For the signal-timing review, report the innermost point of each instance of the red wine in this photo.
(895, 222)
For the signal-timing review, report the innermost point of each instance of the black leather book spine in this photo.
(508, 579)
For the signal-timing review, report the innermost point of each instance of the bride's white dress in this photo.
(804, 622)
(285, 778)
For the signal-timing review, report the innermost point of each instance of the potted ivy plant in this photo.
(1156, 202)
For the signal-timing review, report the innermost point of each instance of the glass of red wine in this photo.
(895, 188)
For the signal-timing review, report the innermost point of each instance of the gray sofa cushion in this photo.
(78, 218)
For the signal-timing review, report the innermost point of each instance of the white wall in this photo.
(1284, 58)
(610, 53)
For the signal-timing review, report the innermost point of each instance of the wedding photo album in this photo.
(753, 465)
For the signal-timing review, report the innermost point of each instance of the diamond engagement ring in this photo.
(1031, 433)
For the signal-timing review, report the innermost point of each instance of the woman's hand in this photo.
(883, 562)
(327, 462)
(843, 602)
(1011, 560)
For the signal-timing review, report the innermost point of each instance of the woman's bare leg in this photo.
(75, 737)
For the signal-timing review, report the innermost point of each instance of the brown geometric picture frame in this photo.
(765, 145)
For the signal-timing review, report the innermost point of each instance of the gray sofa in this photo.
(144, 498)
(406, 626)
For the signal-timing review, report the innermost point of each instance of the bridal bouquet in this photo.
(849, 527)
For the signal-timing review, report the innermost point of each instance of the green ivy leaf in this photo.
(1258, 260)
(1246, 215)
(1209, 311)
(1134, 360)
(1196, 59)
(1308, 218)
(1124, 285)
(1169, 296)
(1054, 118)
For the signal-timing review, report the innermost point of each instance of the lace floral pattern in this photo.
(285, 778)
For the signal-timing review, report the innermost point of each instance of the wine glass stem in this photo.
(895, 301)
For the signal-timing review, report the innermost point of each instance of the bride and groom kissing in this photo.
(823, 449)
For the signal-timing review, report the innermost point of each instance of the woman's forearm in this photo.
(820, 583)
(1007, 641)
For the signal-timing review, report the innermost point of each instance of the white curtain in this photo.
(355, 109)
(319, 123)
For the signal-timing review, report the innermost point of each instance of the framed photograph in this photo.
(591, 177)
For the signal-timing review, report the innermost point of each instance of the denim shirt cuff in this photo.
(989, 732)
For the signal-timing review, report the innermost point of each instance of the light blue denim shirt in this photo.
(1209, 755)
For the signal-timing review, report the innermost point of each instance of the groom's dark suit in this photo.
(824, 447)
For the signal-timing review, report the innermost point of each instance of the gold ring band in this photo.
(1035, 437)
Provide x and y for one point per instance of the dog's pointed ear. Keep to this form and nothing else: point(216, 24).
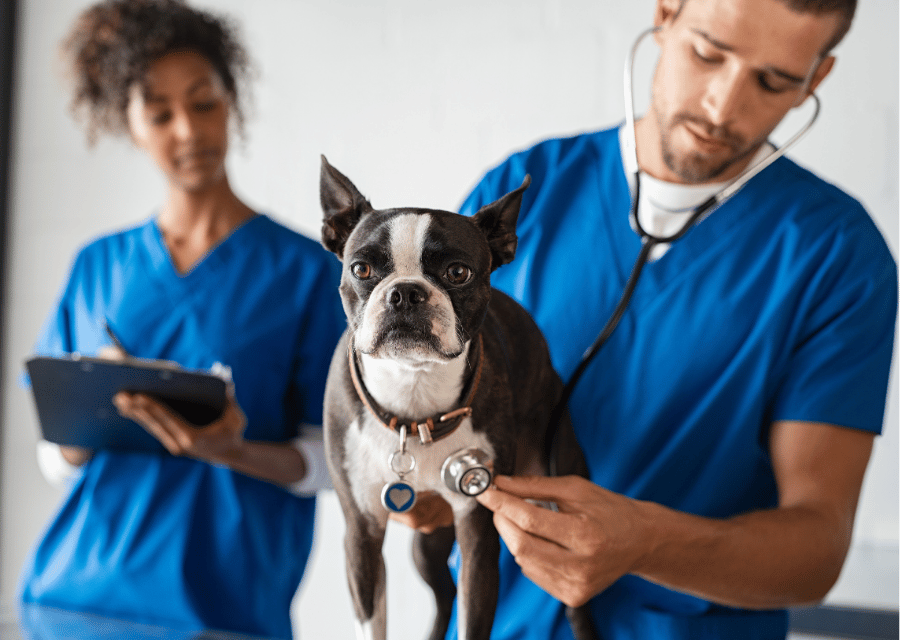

****************

Locate every line in the data above that contains the word "glass" and copy each of those lines in full.

For the signal-timing review, report the innermost point of each instance of the glass of red wine in this photo.
For the signal-timing review, report the innermost point of each instance of the wine glass stem in this photo.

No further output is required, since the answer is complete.